Exactly reproduce the lines from the line containing "of the blue" to the end of the data below, inclusive, and nothing else.

++++

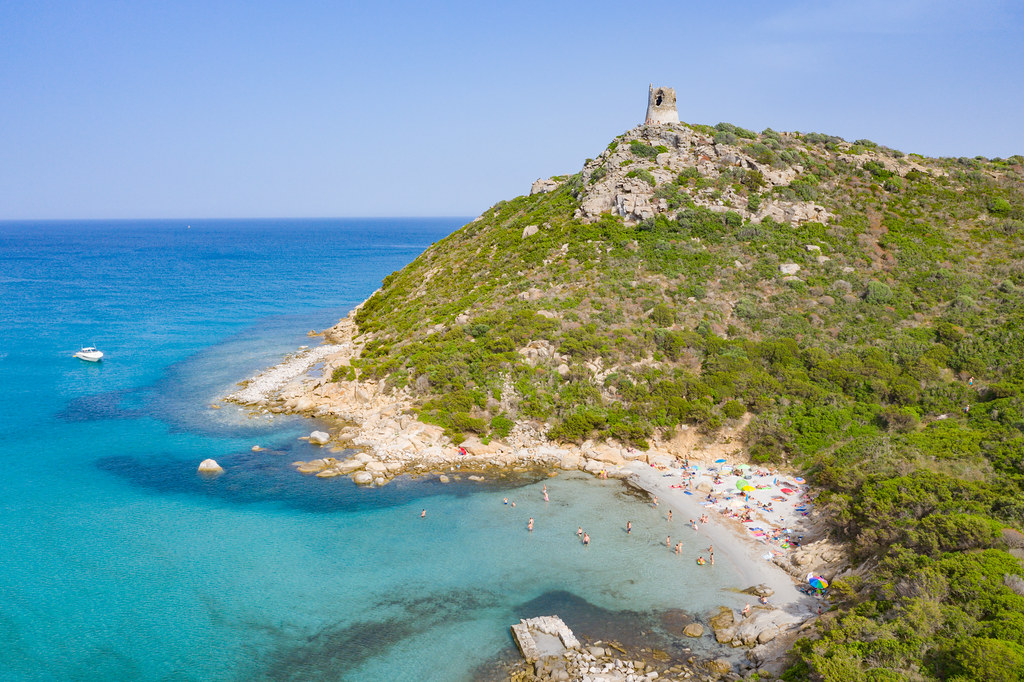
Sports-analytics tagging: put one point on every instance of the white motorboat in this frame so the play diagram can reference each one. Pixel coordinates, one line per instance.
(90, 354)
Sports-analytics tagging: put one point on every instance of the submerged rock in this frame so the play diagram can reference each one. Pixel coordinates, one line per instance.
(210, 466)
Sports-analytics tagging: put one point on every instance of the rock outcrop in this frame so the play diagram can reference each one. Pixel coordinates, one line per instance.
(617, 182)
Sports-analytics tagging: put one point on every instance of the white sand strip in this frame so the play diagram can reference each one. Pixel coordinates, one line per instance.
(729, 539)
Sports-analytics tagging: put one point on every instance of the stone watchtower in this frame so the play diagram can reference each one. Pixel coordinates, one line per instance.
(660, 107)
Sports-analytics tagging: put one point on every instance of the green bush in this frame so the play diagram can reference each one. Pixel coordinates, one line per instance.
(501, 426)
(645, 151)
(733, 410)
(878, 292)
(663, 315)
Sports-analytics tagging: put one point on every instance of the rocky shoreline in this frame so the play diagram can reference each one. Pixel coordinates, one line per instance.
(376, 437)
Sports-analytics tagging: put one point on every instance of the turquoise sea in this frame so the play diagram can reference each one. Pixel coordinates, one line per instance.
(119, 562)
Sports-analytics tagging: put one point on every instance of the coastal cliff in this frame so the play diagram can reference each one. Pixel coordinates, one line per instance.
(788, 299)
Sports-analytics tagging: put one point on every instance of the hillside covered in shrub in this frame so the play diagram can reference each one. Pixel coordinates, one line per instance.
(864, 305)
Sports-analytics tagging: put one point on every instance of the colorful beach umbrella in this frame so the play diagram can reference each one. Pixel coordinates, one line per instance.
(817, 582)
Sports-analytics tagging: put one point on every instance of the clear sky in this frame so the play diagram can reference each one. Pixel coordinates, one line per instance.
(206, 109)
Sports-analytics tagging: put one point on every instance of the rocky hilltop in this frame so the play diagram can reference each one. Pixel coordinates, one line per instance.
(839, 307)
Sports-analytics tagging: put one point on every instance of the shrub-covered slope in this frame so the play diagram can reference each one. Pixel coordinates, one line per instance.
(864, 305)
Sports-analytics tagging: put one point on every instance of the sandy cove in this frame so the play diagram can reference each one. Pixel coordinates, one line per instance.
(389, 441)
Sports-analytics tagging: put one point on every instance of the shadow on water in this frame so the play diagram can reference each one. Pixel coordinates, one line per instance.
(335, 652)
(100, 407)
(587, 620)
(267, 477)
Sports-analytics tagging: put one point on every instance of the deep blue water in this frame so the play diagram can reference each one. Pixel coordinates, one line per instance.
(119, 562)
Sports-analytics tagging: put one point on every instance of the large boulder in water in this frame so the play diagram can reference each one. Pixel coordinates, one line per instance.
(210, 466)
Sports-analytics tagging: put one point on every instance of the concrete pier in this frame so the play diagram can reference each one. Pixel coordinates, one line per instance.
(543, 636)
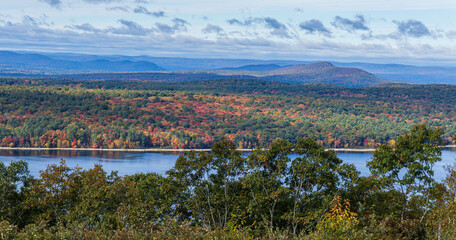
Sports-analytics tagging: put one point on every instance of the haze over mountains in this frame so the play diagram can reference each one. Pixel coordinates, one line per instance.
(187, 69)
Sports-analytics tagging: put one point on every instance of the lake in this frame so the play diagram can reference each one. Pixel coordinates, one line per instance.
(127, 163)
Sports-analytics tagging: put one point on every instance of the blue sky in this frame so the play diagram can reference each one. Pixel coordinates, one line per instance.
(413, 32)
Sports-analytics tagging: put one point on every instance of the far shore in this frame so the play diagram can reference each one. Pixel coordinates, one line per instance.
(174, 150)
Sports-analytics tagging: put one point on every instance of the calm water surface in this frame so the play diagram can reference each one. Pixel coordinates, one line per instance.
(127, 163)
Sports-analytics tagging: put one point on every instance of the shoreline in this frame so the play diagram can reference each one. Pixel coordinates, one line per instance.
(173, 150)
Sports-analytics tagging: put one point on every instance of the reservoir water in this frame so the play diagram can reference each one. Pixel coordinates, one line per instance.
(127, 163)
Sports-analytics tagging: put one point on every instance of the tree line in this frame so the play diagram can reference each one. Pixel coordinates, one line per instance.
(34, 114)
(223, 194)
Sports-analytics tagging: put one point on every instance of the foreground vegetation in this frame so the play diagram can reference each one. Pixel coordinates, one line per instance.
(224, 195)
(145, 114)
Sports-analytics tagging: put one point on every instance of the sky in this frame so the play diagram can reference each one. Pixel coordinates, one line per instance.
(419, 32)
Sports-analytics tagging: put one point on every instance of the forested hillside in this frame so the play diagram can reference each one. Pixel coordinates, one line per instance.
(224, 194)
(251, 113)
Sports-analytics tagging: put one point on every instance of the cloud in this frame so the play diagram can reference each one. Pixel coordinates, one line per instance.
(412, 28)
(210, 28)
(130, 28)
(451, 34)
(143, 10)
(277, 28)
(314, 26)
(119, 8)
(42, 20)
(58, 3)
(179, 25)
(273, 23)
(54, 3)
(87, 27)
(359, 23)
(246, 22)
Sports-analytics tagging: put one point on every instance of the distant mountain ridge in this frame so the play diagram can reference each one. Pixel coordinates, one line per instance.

++++

# ANSWER TO THIS EXERCISE
Sports-analytics tagging: put one point on every instance of the blue sky in this frame so the play diagram can reference each one. Pixel coordinates, one line per instance.
(413, 32)
Sports-analytics tagging: put one point on every instance of the far shore in this frame so the play diagram can reference each one. Pixel coordinates, one line per instance.
(174, 150)
Sports-analytics tagging: put one point on every instance of the calm water surface in this frame so the play diagram can reference each one. Pixel coordinates, one line per instance.
(127, 163)
Sports-analytics tagging: put one point on every instance of the shoreline in this frame so the play diagram can reference each one. Pixel coordinates, one line per instance.
(173, 150)
Sports-analytics tagging: put one point on every instance of the reservoir water in this frame so the play diagram can reference each one. Pixel coordinates, one line per instance.
(127, 163)
Sports-analytics tagging: put one point on every instance of the tree line in this frame so the play diagram can reference each one. Pixel coordinates, one line per instance.
(34, 114)
(223, 194)
Sports-analytics tagging: put one point on every instance of the foreground vegetation in this frame so the play diagram can reference each one. Pixel coordinates, one line per instance.
(224, 195)
(145, 114)
Sports-analytics tagging: put one point on every instance of the sky in this frame so the play diagram can reference each one. Pixel coordinates, one line per instance.
(419, 32)
Sports-analytics tagging: put one point on every instance of the forested hillside in this frame so the play diagram can reference each one. Pixel coordinates, one line per instance.
(224, 194)
(251, 113)
Sports-analytics tagging: put one point on every instance of the cloud in this frame so the play diagram can reference each one. Pixel coordinates, one line per instance.
(412, 28)
(210, 28)
(130, 28)
(451, 34)
(143, 10)
(277, 28)
(314, 26)
(119, 8)
(42, 20)
(58, 3)
(179, 25)
(273, 23)
(54, 3)
(87, 27)
(359, 23)
(246, 22)
Sports-analytics tagging: put one point on every instance of the distant mountain ridge in this frame so the play diagram can reference each one. Pixel coordinates, one line per instance.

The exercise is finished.